> [TASK STATEMENT]:
Print, from the listing below, the lines starting at the line containing "TASK = point to the long" and ending at the line containing "TARGET = wrist band", exactly as they stand, and print nothing else.

..........

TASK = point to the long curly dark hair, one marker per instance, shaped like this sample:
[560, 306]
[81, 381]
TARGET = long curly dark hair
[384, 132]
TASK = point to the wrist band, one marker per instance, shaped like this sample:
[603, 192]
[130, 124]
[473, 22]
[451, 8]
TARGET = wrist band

..........

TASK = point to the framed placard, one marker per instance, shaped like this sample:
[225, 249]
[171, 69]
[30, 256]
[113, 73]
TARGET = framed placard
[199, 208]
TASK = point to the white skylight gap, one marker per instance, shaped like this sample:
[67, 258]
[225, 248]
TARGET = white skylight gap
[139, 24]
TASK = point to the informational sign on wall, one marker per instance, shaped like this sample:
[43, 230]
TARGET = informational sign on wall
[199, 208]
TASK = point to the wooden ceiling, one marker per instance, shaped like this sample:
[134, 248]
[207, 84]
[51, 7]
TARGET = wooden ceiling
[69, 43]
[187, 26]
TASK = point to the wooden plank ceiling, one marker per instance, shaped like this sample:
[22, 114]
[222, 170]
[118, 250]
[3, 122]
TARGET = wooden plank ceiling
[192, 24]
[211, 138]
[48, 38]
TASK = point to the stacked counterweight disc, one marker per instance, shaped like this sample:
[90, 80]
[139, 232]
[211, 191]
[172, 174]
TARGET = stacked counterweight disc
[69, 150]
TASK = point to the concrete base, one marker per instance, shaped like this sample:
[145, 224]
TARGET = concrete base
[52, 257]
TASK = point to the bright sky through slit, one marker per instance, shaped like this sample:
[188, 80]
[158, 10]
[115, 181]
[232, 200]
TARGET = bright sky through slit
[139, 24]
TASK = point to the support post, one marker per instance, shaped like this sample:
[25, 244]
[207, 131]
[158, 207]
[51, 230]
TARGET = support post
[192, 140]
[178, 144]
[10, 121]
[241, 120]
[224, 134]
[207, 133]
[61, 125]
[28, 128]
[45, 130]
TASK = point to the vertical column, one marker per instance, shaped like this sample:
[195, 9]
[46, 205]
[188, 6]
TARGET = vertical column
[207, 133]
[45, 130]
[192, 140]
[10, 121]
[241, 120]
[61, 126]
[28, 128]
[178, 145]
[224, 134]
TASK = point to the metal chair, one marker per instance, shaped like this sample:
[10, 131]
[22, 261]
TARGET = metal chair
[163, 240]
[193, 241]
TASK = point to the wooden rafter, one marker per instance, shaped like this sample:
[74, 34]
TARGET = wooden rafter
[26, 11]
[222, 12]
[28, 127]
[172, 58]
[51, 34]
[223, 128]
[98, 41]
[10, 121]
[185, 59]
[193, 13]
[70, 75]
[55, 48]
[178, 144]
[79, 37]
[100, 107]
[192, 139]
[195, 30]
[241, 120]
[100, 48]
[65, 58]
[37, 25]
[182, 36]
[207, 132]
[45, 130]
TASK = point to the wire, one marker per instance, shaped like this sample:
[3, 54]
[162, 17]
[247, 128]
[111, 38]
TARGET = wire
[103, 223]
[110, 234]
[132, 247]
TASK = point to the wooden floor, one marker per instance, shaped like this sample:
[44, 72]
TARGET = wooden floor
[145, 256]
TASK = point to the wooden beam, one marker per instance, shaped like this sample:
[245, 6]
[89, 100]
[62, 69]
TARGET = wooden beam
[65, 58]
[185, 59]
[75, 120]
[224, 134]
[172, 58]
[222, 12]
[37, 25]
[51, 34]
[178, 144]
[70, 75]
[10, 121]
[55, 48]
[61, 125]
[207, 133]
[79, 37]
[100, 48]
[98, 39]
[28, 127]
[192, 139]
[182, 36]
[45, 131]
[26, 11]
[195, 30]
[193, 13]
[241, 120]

..........

> [RESPONSE]:
TASK = point to the long curly dark hair, one marker per instance, shaped like this sample:
[560, 306]
[81, 381]
TARGET = long curly dark hair
[384, 132]
TASK = point to the wrist band, one marker per instance, shaped like this sample:
[603, 192]
[130, 124]
[473, 22]
[451, 8]
TARGET = wrist band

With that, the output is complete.